Point-based annotation data
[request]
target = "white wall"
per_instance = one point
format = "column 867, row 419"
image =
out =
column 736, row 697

* * *

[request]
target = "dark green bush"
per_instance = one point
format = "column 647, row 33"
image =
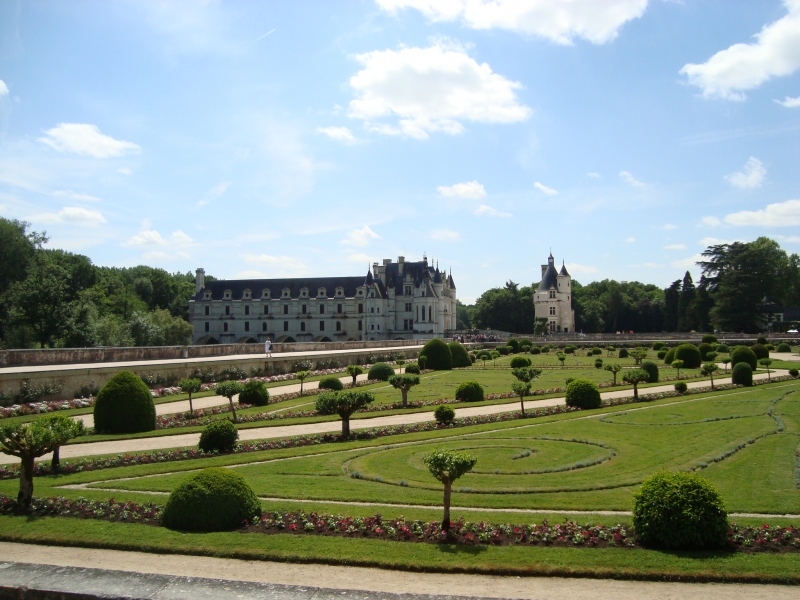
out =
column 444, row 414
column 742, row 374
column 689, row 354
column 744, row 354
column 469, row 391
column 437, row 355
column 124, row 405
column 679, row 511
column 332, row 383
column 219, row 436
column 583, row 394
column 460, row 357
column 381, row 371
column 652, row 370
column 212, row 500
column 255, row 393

PROBLEM DETAILS -
Count how many lines of the entries contain the string "format", treating uppercase and lowercase as distinct. Give only the number.

EXERCISE RESPONSE -
2